DATA EXCERPTS: Begin

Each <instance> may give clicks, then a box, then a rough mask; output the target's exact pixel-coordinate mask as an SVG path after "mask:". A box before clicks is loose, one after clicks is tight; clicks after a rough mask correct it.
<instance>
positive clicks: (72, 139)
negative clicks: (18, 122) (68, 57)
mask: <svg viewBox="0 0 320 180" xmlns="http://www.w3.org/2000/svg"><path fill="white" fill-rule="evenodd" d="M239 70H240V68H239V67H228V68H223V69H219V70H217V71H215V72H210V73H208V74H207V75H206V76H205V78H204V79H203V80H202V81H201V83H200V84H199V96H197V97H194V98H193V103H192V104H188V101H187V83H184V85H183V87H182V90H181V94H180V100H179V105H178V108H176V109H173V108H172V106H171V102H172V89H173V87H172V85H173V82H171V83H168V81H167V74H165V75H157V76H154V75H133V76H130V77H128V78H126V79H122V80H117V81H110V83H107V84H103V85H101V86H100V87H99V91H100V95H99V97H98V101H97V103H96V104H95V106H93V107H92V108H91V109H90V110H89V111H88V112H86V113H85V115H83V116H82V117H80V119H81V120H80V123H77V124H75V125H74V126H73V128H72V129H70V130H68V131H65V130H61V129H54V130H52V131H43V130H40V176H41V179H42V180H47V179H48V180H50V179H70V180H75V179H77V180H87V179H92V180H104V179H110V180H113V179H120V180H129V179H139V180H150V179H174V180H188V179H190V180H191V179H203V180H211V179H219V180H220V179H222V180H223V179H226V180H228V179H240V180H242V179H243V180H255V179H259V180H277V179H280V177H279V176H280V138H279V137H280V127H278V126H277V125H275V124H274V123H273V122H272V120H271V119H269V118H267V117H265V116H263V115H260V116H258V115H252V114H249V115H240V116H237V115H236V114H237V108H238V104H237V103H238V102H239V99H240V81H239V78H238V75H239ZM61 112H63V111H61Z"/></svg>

DATA EXCERPTS: End

*REQUEST*
Print the records exactly, starting with their first line and ending after the line that contains "negative clicks: (18, 122) (68, 57)".

*RESULT OF THE EXERCISE*
Each <instance> may give clicks, then a box, then a rough mask; output the target's exact pixel-coordinate mask as an SVG path after "mask:". A box before clicks is loose, one after clicks is tight; clicks after a rough mask correct it.
<instance>
positive clicks: (72, 139)
negative clicks: (18, 122) (68, 57)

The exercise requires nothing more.